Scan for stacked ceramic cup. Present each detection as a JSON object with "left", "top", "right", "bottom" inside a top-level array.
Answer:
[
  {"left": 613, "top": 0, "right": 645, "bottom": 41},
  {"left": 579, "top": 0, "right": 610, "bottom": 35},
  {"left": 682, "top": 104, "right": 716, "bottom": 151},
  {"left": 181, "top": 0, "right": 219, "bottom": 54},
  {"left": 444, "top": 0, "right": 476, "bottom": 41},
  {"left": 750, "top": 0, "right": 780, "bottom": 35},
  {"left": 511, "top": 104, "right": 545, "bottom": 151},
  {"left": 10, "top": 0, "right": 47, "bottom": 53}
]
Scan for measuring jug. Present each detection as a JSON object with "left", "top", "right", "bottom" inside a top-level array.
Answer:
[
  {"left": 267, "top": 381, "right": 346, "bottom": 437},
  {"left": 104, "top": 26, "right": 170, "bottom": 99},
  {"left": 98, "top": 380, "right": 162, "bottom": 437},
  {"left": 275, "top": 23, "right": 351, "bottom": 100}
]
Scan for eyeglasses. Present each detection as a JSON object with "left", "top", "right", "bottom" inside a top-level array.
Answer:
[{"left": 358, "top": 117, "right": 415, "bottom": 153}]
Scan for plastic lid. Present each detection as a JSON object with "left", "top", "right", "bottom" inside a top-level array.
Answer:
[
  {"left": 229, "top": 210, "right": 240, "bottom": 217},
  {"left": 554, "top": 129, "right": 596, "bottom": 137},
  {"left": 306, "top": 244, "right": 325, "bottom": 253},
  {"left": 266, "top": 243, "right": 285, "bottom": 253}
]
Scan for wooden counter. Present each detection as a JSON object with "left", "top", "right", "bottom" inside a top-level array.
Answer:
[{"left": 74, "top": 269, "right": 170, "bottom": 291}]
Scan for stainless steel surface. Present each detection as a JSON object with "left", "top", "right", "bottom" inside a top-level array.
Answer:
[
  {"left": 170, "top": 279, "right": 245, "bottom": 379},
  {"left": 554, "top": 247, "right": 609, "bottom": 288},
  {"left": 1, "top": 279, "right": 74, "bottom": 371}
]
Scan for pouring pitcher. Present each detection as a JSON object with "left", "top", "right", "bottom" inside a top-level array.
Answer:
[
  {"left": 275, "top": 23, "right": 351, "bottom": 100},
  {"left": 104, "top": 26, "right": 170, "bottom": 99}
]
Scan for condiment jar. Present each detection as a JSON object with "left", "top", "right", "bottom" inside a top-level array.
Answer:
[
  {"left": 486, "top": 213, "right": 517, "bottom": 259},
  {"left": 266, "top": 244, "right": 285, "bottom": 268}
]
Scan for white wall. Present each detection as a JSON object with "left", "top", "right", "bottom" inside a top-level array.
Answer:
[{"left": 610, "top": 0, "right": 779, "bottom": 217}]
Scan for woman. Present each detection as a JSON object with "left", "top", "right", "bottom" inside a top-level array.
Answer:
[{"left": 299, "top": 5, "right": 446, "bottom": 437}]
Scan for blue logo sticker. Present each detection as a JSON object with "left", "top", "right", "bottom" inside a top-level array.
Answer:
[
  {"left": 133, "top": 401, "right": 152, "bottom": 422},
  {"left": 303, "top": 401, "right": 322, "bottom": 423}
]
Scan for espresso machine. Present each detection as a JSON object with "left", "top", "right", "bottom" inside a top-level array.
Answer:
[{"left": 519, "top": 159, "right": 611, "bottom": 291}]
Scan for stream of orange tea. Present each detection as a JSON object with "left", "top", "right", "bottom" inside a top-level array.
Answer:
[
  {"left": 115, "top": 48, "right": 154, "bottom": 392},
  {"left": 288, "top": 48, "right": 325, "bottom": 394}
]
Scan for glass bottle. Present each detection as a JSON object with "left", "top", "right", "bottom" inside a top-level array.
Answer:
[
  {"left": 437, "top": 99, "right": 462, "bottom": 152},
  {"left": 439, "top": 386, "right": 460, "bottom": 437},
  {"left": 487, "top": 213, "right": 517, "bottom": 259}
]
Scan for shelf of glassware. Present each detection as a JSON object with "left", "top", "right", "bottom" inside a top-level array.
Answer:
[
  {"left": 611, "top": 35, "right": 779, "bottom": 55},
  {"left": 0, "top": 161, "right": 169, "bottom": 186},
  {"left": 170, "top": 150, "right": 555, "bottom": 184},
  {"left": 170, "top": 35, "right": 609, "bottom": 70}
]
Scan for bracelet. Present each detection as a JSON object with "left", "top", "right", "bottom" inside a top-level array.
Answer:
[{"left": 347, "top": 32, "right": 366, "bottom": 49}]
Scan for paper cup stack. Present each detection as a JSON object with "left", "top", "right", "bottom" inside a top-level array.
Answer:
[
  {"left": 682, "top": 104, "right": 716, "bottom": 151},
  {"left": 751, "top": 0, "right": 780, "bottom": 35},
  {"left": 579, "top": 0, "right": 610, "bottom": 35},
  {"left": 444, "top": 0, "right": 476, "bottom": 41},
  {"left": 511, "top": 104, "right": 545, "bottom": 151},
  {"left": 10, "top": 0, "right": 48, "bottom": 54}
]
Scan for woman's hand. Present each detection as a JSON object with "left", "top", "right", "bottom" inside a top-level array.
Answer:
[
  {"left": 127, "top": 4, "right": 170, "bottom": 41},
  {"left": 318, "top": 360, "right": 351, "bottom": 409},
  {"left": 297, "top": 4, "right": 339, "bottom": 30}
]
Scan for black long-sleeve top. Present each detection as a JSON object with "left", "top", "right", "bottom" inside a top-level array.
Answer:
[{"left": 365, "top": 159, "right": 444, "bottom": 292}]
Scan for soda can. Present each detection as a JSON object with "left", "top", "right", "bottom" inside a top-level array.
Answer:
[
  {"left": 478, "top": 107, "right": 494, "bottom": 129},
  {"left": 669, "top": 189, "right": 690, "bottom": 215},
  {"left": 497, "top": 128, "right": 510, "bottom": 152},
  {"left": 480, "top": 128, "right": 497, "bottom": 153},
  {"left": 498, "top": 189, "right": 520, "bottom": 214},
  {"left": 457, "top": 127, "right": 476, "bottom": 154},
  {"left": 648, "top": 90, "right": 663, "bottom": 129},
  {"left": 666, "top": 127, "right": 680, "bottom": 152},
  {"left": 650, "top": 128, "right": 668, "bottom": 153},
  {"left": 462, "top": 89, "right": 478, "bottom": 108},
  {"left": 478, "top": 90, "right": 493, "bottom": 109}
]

- - -

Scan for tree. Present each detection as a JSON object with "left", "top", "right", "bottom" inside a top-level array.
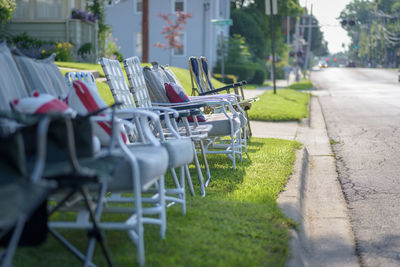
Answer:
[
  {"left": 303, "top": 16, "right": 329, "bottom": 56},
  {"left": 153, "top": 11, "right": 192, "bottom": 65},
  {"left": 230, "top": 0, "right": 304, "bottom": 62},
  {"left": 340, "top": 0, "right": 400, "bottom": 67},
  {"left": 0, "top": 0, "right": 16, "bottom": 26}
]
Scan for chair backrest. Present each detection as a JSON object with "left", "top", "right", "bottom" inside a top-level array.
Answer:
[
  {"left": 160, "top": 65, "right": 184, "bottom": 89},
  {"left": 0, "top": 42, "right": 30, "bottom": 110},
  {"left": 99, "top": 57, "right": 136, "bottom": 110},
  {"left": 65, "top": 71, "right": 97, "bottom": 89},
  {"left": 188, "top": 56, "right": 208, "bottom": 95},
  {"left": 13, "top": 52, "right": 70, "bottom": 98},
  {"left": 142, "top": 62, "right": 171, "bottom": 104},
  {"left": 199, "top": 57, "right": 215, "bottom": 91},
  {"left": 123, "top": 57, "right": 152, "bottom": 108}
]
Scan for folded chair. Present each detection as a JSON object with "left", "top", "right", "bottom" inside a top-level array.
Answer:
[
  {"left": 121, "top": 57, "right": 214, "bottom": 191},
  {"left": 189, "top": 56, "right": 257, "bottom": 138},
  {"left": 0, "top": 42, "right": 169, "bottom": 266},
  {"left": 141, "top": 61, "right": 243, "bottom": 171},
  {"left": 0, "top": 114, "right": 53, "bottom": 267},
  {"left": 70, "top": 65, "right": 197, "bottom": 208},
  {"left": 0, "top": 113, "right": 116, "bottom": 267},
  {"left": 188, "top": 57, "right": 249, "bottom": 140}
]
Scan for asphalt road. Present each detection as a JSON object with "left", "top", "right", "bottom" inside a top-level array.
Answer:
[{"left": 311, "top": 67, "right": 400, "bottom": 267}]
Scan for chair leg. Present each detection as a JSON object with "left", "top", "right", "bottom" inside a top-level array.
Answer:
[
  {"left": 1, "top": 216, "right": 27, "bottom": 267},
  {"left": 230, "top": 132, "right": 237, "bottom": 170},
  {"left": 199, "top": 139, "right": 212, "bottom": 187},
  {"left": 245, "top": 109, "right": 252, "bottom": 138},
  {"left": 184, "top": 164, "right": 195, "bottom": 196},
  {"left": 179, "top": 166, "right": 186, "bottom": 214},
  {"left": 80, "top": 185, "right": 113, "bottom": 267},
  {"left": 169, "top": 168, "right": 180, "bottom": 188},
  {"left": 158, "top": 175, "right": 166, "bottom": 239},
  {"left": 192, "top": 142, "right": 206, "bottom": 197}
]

- - -

Which of the lines in the listing above include "chair"? Report each of them.

Scan for chair backrest. Present each detection as a JSON object with "left", "top", "right", "bottom" inside a top-level array.
Scan for folded chair. Present each detection as a JSON object with "left", "top", "right", "bottom" inside a top-level array.
Scan for chair leg. Present each detection as a JSON object with "left", "top", "right", "bottom" inside a top-level array.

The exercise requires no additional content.